Some entries:
════════

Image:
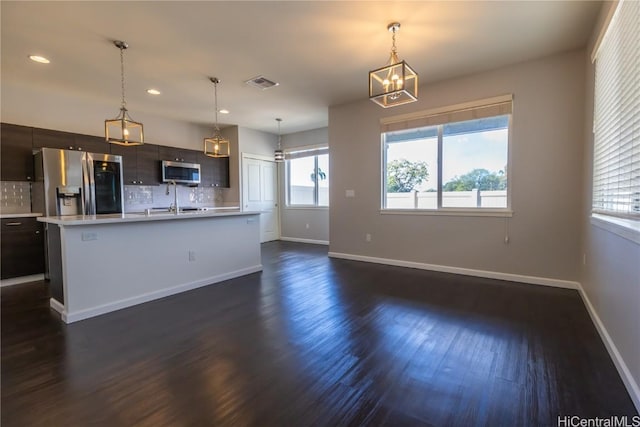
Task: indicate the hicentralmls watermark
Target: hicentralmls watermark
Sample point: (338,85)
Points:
(613,421)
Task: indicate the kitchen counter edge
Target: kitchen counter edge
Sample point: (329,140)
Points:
(22,215)
(72,220)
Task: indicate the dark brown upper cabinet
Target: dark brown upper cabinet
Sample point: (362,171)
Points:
(214,170)
(17,156)
(141,165)
(178,154)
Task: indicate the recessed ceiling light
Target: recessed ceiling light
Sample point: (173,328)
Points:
(38,58)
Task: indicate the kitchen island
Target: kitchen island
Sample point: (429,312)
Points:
(103,263)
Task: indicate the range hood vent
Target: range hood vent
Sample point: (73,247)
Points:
(261,82)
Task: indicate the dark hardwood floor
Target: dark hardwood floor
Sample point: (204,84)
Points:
(312,341)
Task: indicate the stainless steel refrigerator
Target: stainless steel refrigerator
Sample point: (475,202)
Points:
(77,183)
(74,183)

════════

Reproduce all the entries above, including each task line, offsetting every point coordinate in the answers by -50; leave the sample points unchanged and omit the pictures.

● **Result below**:
Image:
Task: indicate the hicentralmls watermark
Target: hicentralmls watermark
Sample point: (338,85)
Points:
(563,371)
Task: indicate the kitchen counter edge
Target: kitchen counter edge
Sample point: (329,140)
Points:
(-28,165)
(22,170)
Task: indicate the dark brown upper cabinet
Target: dark brown upper cabinet
Sample point: (362,171)
Points:
(164,120)
(-33,106)
(91,115)
(128,104)
Task: indicate the recessed ceiling light
Target: recessed ceiling light
Sample point: (173,328)
Points:
(-12,8)
Task: indicate the kitchen island
Target: kitchen island
Sample point: (429,312)
Points:
(53,213)
Task: indicate the range hood vent
Target: range hood vent
Sample point: (73,247)
Points:
(211,32)
Task: indicate the dark hardwood floor
Target: dark hardwood floor
Sample point: (204,84)
Points:
(262,291)
Task: indicate the stainless steel refrigerator
Target: stainless steel refrigerator
Sample point: (475,202)
Points:
(27,133)
(24,133)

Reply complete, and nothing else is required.